══ RECORDS ══

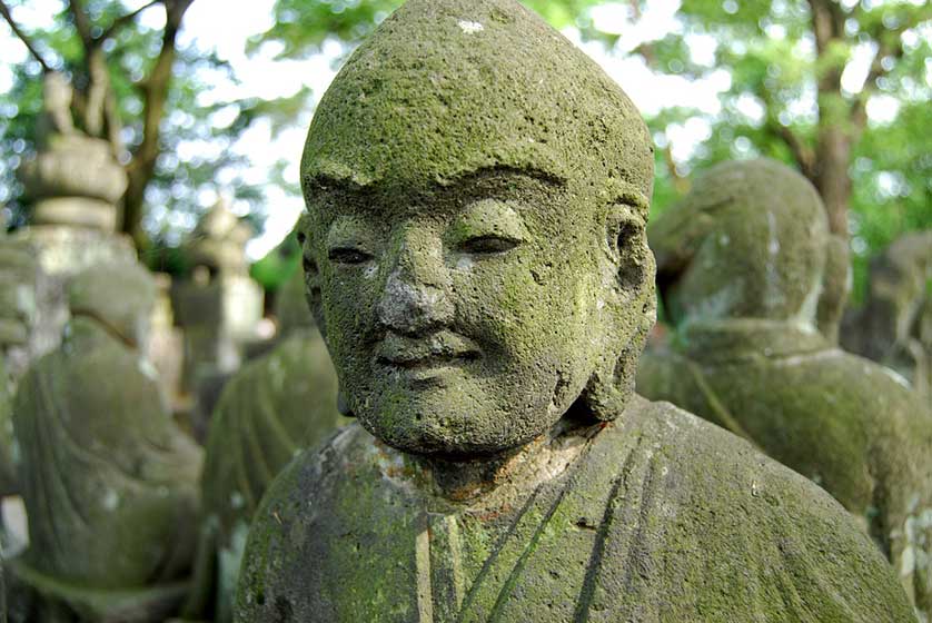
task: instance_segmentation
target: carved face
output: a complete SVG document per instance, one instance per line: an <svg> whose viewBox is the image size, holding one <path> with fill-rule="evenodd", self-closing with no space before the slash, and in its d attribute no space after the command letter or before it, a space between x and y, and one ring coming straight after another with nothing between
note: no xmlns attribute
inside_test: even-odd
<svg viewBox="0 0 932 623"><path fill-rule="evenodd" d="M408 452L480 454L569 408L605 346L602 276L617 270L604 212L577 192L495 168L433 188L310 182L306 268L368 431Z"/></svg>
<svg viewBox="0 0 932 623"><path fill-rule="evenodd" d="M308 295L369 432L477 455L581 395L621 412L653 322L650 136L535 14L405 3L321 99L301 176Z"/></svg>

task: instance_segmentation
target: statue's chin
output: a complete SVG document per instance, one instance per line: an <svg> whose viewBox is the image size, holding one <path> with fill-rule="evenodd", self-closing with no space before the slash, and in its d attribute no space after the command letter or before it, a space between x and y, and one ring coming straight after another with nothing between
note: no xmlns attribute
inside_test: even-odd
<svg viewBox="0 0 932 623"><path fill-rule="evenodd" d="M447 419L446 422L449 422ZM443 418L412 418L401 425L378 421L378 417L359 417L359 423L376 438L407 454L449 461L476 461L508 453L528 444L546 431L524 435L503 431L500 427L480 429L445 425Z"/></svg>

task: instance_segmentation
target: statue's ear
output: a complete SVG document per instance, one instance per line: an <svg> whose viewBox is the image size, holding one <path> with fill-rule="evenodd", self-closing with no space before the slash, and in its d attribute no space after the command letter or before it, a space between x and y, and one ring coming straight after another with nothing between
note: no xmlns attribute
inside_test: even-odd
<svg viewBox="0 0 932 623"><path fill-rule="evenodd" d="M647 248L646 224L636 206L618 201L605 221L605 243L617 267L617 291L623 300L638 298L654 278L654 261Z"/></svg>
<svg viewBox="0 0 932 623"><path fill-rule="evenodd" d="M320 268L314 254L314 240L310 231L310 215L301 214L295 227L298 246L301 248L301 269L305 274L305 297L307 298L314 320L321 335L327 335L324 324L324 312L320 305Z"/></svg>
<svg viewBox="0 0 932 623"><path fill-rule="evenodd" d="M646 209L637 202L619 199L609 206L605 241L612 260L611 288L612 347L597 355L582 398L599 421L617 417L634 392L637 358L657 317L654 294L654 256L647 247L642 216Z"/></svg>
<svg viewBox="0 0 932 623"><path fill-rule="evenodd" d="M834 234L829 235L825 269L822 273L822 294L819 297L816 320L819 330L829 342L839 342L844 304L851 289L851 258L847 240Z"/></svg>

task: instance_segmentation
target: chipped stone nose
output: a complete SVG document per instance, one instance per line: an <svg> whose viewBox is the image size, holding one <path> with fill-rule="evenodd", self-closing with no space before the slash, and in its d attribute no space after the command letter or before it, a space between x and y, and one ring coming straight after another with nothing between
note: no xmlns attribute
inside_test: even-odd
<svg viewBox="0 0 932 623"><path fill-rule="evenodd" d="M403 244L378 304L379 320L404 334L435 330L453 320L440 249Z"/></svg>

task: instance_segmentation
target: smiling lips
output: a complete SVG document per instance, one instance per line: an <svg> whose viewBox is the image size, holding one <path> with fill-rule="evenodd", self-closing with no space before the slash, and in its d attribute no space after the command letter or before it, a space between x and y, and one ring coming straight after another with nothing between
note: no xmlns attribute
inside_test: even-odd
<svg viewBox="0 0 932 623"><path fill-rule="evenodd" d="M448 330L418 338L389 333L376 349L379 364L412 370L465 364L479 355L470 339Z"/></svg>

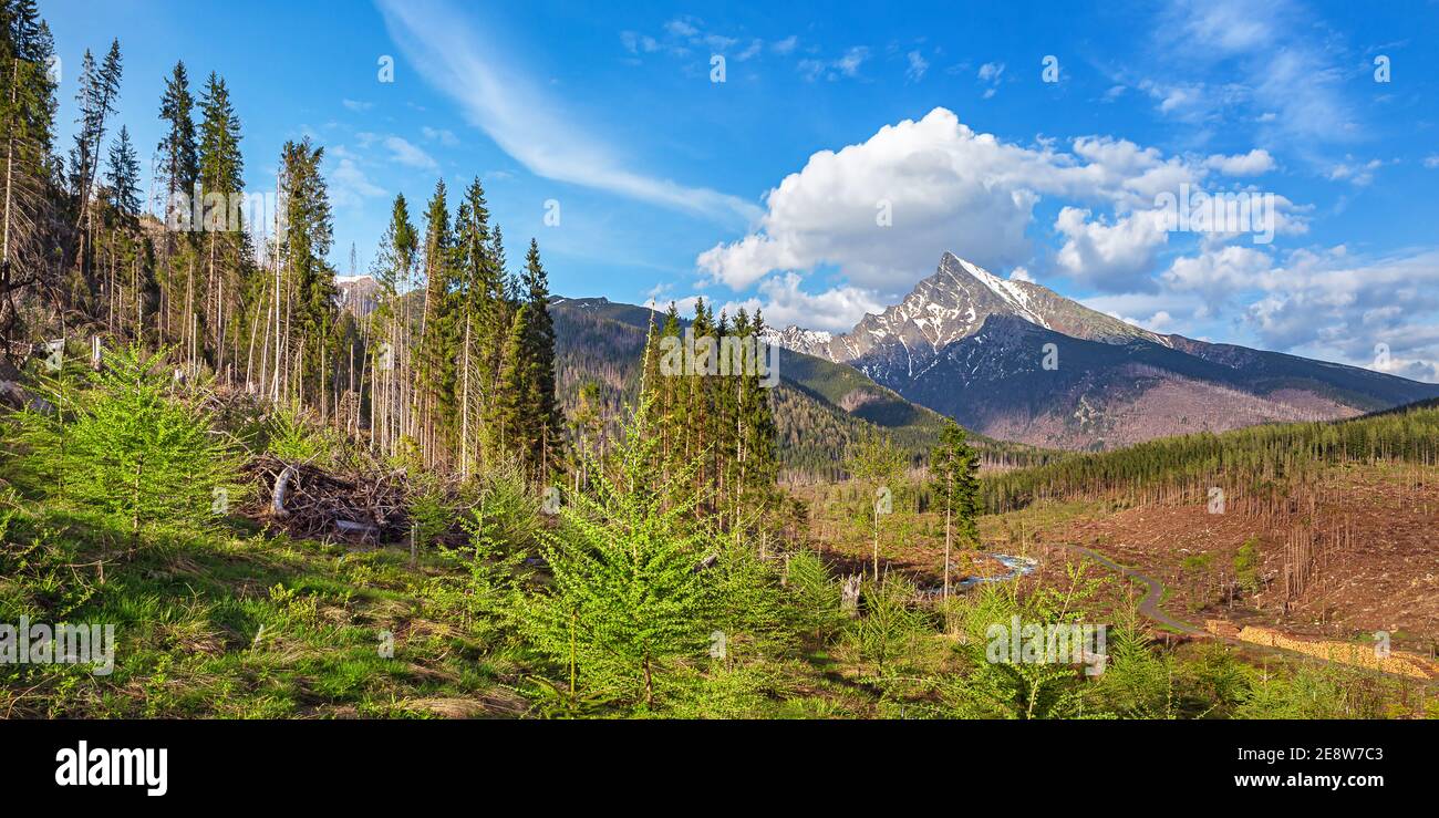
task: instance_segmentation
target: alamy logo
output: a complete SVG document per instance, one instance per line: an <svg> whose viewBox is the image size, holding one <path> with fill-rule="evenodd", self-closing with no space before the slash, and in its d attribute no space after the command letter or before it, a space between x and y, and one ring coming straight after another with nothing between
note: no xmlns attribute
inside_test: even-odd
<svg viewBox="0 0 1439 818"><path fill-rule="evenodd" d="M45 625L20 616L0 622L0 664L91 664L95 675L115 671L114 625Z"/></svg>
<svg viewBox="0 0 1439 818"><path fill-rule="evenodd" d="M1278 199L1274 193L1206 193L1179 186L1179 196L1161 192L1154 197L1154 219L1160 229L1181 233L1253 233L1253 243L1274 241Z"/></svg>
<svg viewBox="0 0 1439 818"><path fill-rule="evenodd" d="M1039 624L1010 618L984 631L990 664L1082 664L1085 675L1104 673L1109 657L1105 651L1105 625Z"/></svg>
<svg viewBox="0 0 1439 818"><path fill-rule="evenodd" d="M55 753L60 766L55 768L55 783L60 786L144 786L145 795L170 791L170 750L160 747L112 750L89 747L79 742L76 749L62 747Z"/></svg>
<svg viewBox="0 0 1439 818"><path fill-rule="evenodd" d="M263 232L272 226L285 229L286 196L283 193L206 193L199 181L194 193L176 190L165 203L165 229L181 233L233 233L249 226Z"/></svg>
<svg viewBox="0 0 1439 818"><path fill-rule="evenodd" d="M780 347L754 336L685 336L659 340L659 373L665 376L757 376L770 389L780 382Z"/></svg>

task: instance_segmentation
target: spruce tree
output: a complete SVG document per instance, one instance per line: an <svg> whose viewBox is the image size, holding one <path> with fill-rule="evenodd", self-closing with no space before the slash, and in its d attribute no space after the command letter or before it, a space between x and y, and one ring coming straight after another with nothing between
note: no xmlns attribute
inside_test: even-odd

═══
══ RECORDS ══

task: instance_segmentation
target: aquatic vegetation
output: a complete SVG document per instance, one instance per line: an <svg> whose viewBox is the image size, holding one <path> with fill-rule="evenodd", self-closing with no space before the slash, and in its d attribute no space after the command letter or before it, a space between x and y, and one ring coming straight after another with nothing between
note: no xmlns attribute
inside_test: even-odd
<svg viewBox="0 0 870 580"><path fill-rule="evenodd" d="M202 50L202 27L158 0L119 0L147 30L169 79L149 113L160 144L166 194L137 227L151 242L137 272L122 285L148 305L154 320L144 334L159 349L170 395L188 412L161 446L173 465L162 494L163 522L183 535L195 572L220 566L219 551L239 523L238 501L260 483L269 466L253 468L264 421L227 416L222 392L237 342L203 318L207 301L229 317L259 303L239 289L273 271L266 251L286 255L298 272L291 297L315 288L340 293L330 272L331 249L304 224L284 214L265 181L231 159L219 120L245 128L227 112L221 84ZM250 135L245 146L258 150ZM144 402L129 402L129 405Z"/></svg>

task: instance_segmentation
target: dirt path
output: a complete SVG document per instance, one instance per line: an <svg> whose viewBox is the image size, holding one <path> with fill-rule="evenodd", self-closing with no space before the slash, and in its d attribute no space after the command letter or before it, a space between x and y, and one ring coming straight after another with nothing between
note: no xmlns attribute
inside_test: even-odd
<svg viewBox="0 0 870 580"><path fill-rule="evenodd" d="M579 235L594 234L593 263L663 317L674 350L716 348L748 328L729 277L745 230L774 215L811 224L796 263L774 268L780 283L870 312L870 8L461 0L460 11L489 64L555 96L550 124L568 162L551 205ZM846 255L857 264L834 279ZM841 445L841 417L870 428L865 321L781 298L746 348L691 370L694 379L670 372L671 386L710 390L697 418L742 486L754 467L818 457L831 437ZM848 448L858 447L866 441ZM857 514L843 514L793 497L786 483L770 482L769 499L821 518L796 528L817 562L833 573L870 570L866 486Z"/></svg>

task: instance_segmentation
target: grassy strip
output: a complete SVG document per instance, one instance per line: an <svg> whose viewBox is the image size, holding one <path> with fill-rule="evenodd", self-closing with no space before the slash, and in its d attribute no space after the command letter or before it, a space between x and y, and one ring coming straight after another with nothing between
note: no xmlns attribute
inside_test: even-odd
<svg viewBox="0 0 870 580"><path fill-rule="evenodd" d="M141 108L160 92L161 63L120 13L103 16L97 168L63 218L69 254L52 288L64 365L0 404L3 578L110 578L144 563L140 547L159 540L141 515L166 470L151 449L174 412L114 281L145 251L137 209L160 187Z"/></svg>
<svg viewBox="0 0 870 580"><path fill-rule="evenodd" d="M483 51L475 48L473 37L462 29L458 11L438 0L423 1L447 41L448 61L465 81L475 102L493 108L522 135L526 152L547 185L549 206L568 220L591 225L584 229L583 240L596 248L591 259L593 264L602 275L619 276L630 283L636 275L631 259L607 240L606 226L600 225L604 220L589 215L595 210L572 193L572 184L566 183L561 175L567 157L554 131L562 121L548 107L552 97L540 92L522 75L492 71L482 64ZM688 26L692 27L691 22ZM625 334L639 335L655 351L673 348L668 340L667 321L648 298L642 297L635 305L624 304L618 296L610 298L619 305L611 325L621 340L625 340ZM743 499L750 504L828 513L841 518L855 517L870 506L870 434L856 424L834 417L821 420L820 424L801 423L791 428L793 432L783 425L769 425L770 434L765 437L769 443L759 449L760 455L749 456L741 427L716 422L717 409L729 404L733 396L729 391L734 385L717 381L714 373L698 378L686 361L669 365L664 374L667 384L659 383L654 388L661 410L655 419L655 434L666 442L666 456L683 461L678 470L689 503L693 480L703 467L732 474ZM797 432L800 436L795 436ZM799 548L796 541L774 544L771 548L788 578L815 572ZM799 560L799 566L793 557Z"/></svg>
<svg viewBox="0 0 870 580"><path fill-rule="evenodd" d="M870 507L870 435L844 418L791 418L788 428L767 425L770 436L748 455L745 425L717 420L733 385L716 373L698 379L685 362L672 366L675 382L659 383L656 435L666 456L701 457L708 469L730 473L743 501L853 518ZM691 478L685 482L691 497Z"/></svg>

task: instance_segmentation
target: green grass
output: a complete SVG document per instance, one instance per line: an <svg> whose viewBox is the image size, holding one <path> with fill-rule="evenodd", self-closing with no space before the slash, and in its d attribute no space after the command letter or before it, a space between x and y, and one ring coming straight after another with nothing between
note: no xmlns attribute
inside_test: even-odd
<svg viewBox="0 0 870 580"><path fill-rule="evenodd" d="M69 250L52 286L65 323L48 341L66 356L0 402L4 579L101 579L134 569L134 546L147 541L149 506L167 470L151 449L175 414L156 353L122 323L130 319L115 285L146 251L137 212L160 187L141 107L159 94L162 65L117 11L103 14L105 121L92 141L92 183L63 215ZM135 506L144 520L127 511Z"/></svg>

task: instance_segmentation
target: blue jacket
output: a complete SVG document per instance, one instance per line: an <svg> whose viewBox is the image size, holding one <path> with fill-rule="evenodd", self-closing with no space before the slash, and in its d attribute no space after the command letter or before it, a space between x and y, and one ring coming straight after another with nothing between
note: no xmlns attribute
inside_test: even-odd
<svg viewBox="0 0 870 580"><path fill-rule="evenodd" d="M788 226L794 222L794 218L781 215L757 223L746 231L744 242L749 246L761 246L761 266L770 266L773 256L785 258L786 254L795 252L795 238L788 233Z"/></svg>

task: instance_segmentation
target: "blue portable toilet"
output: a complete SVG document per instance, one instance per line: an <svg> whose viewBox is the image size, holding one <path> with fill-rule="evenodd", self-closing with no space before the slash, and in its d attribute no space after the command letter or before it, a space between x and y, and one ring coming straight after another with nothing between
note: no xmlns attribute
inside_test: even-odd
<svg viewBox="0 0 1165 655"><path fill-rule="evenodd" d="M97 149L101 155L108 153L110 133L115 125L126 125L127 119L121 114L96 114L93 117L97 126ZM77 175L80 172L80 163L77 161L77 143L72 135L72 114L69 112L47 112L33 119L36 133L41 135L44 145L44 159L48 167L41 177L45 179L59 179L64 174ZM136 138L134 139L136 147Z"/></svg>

═══

Collect every line of the material above that contains the string "statue", matching case exactly.

target: statue's chin
target: statue's ear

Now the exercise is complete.